● **Directions for this task**
Write the listing out again word for word, excluding any pictures.
---------------
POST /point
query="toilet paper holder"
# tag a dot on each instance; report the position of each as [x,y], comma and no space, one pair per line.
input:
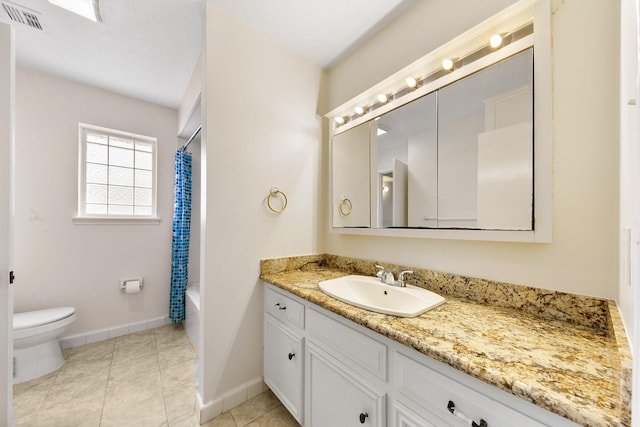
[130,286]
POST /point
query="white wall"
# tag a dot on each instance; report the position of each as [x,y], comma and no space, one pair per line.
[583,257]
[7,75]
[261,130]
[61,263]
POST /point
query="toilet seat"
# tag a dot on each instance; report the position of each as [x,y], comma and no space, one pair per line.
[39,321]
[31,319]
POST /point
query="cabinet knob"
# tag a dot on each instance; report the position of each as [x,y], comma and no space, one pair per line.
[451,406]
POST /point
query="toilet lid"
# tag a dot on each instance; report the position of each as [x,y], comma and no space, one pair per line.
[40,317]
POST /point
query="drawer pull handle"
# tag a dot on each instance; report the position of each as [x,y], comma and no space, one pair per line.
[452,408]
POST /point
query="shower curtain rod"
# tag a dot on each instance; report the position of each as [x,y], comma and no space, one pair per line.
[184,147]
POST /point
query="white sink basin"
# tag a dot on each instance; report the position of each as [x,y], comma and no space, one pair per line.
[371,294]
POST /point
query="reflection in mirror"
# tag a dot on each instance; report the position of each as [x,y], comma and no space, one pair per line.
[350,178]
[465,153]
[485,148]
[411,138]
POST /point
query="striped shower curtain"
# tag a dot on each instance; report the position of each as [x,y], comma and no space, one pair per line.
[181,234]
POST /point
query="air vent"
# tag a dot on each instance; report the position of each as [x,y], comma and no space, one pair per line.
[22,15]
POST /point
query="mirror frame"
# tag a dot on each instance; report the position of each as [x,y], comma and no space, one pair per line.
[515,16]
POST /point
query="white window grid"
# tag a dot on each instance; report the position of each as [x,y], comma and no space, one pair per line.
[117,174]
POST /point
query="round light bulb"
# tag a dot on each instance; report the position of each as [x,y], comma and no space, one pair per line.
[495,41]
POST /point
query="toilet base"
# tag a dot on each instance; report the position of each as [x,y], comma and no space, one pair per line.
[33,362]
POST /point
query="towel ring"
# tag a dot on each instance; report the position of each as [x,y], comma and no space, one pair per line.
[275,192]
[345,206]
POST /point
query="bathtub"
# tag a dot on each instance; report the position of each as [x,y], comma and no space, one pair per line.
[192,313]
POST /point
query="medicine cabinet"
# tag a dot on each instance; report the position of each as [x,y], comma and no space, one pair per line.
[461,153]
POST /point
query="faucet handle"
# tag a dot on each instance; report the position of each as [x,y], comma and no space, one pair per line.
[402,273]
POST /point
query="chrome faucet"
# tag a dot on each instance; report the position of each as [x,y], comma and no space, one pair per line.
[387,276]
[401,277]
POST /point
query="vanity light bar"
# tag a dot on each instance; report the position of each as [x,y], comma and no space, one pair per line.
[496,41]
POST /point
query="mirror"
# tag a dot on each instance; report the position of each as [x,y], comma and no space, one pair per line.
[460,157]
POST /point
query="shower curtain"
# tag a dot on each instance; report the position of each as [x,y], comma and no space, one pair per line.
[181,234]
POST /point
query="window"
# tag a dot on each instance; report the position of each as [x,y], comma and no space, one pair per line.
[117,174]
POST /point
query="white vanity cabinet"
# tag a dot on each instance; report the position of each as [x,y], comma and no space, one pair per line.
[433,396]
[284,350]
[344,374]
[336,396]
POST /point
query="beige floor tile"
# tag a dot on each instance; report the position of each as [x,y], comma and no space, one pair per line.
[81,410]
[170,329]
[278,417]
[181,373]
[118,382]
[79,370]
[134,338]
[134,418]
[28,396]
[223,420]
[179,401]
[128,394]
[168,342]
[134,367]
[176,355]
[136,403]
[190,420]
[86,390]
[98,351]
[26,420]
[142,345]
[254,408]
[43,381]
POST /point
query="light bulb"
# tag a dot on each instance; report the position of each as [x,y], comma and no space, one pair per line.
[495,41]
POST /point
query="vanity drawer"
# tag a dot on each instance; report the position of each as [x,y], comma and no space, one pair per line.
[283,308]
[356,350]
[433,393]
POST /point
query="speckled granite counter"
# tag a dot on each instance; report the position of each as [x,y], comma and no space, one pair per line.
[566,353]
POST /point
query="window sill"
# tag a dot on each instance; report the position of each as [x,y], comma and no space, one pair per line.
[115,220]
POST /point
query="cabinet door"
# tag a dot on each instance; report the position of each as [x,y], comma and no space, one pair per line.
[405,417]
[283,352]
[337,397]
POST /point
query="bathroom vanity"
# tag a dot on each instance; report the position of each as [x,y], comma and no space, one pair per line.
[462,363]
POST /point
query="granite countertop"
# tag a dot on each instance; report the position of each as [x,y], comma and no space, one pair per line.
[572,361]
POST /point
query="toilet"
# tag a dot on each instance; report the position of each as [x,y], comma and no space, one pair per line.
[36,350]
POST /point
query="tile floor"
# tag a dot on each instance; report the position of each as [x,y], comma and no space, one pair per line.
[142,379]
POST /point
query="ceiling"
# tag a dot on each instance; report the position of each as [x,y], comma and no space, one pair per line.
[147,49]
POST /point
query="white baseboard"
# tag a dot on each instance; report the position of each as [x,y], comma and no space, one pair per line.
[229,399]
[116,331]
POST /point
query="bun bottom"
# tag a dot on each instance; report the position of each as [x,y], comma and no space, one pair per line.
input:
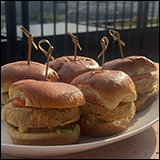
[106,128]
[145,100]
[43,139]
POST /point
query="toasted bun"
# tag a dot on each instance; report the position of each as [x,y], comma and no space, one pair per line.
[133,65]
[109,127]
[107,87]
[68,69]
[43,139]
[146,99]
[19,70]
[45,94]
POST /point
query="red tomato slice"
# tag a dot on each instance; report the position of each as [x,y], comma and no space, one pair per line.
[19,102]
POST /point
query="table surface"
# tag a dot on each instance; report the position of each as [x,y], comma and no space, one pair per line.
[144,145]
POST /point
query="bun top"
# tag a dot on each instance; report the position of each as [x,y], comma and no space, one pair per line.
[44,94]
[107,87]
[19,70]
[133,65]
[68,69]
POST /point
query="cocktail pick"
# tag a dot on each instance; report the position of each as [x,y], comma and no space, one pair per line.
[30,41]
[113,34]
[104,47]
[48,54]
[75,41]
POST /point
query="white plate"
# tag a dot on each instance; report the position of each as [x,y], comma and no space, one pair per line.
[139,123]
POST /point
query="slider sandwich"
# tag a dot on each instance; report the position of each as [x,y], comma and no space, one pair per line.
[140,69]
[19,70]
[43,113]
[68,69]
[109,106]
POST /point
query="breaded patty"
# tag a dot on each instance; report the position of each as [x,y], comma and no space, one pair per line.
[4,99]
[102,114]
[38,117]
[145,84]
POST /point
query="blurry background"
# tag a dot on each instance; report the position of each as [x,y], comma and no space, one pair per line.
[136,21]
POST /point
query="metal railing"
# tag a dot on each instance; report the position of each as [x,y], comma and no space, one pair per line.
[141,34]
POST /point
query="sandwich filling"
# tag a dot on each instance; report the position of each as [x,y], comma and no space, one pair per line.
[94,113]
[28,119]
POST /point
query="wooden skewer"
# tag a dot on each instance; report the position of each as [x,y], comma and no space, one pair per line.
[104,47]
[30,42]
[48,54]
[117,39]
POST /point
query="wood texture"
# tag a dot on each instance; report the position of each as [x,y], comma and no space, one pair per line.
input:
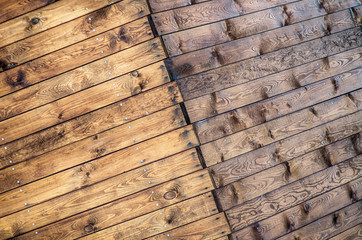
---------------
● **Task answer**
POST /point
query="toilet paper holder"
# tag a dot on each instance; report the position of each as [x,y], comma and no space, one pair per line.
input:
[130,286]
POST /point
query="white wall"
# tag a dot on each instance; report the position of each as [x,y], comma and no space, one pair per line.
[583,257]
[7,75]
[261,130]
[61,263]
POST /point
query="toilet seat"
# tag a dot on each instance; report the position of each as [x,y], comma and no space, one pair per line.
[39,321]
[31,319]
POST /point
query="cabinet knob"
# tag a dot on each instance; report the position of each as [x,y], comma and no space, one pair per line.
[451,406]
POST /point
query="toilet lid"
# tag a dot on each instance; report the position of each as [x,y], comma and no space, one pair per line.
[40,317]
POST /point
query="drawer pull handle"
# tag a dot on each instance; report the position of each as [x,y], comma and no space, one pair per line.
[452,408]
POST /point
query="shower curtain rod"
# tag a dot on each instance; report the position of each as [x,y], comma and no space, one pair per line.
[184,147]
POST /point
query="white sink basin"
# tag a dot on each instance; report the position of each as [x,y], comma and no space, one pair per line.
[371,294]
POST /point
query="reflection in mirror"
# tag a dot on each instance; report the position of each as [x,y], comma and no space, one pair per line.
[350,178]
[465,153]
[485,148]
[411,138]
POST /point
query="striped shower curtain"
# tag a dot on each instance; report the position of each as [x,y], comma and no space, one pair per line.
[181,234]
POST /point
query="air vent"
# tag a dot on each instance; report the position of each as [x,y], comma and no space, one pair per line.
[22,15]
POST /point
query="mirror frame"
# tag a dot on each instance; report the position of each as [x,y], comma and no space, one pair per line.
[515,16]
POST /point
query="white window grid"
# tag a dot on each instance; report the position of each as [x,y], comma and no space, one pair per line.
[117,174]
POST /point
query="round light bulb"
# tag a dot on each instance; report the position of each as [x,y], comma and no space, one pair per line.
[495,41]
POST /point
query="toilet base"
# tag a dot on each instance; report the position of each as [x,y], comma and no space, one pair per line.
[33,362]
POST /point
query="towel ring"
# tag a dot on each instance; report the position of each as [x,y], comma and no space, one pair per line.
[275,192]
[345,206]
POST /point
query="bathtub"
# tag a dot on each instance; report the position of each as [x,y], comma and no space, one pair per line.
[192,313]
POST /point
query="medicine cabinet"
# tag a dot on each instance; report the position of each as [x,y], comma and no space, one pair per line.
[461,153]
POST /point
query="faucet handle"
# tag a dot on each instance; report the position of each as [x,y], comma and no space, one pair per line.
[402,273]
POST /point
query="chrome faucet"
# tag a dot on each instance; report the position of each as [x,y], comma and no space, one pair per line.
[387,276]
[401,277]
POST /point
query="vanity light bar"
# tag a dot on each instance; report the position of each as [x,y], comma and no space, one pair per line.
[496,41]
POST /point
query="mirror"
# tag a dot on each instance; report the position of each as [x,y], comma and no space, one pair per line.
[460,157]
POST /point
query="shower curtain"
# tag a dot on each instance; report the position of each as [x,y], comma and no space, one pair per line.
[181,234]
POST /point
query="window"
# tag a dot on each instance; report the position of each as [x,y], comma and no space, one pair per line.
[117,174]
POST /point
query="white vanity cabinet"
# tag a dot on each instance; report the position of each as [x,y], comma and no space, one pair per line.
[433,396]
[284,350]
[344,374]
[336,396]
POST /point
query="beige floor tile"
# tag a dot on each instance; report the position of each as [x,y], comma and no space, one pair per line.
[81,410]
[170,329]
[278,417]
[181,373]
[118,382]
[79,370]
[134,338]
[134,418]
[28,396]
[223,420]
[179,401]
[128,394]
[168,342]
[134,367]
[176,355]
[136,403]
[190,420]
[86,390]
[98,351]
[26,420]
[142,345]
[254,408]
[43,381]
POST /point
query="light bulb"
# tag a dot on each instance; report the position of each as [x,y], comma and no space, one pair per line.
[495,41]
POST /point
query="vanity drawer"
# tag a dot on each instance; report the position of each as [x,y], comma and no space, one pair per line.
[283,308]
[356,350]
[433,393]
POST /point
query="speckled granite counter"
# tag a dot on each instance; report the position of each as [x,y], comma and no space, one pair per line.
[566,353]
POST /point
query="window sill"
# tag a dot on each instance; report the position of each as [x,y], comma and no space, one pair per line.
[115,220]
POST /point
query="cabinet door"
# tag a dot on each instance; report the position of each as [x,y], comma and no space, one pair per line.
[405,417]
[283,352]
[337,397]
POST /point
query="bathroom vanity"
# tag a dot on each instance; report the position of each as [x,y], comma and no space, one pair per line.
[462,363]
POST /point
query="granite countertop"
# tag a dot on each instance; report the position of each as [x,y], comma and no space, one pair per line.
[572,361]
POST /point
query="toilet"
# tag a dot on each instance; report the position of each as [x,y], comma and no space, one pair per line.
[36,350]
POST /point
query="tile floor"
# tag a dot on each instance; report the position of each as [x,y], comma and no space, one pair per line.
[142,379]
POST /point
query="ceiling"
# tag a dot on each instance; report the position of each as [x,y], comma and no space, one pair per line.
[147,49]
POST /point
query="white baseboard"
# tag a dot on each instance; report the position of each as [x,y], comma and no space, one pair per line.
[229,399]
[116,331]
POST /point
query="bun bottom"
# tag a dot on each instance; report the position of each as [x,y], comma and no space, one pair per line.
input:
[106,128]
[145,100]
[43,139]
POST /point
query="toasted bun"
# tag a dot on each instance; report the position of each as [x,y], comma and no space, one pair per line.
[133,65]
[109,127]
[107,87]
[68,69]
[43,139]
[146,99]
[19,70]
[45,94]
POST /point
query="red tomato slice"
# tag a dot on each instance; report the position of each as [x,y], comma and no space, one pair per line.
[19,102]
POST /point
query="table surface"
# tag a dot on each instance; report the position of each as [x,y], comma and no space, one pair per line.
[144,145]
POST /point
query="bun top"
# tag a dot on each instance; report the position of each as [x,y], comma and no space, one pair per line.
[44,94]
[107,87]
[19,70]
[133,65]
[68,69]
POST /point
query="cocktail pick"
# tag a dot on each instance; report the position of each as [x,y], comma and no space, one pair per line.
[30,41]
[113,34]
[104,47]
[48,54]
[75,41]
POST /point
query="white plate"
# tag a dot on each instance; report the position of each as [x,y], comma and no space, one pair per line.
[139,123]
POST /point
query="slider sandwich"
# tag a dot on each instance; report the position of each as [x,y], comma and no space, one pair per line.
[140,69]
[19,70]
[43,113]
[68,69]
[109,106]
POST /point
query="breaded patty"
# tag a dot on each instance; report the position of each as [x,y], comma and no space, one pair per line.
[4,99]
[102,114]
[38,117]
[145,84]
POST /point
query="blurry background"
# tag a dot on each instance; report the position of each as [x,y], comma and no space, one pair per line.
[136,21]
POST /point
query="metal railing"
# tag a dot on each instance; report the position of each as [x,y], comma and no space, one pair per line.
[141,34]
POST /point
query="sandwich filling"
# tag a dot on each instance; report the position of each as [x,y], comma and no space, one pair per line.
[94,113]
[28,119]
POST /point
query="wooden skewer"
# tag a dot on each instance; report the position of each as [x,y], comma and no space, one pair per line.
[104,47]
[30,42]
[48,54]
[117,39]
POST /point
query="wood texture"
# tag a dot on each instance; report the position of each as [x,y], comma and no space, one pair per line.
input:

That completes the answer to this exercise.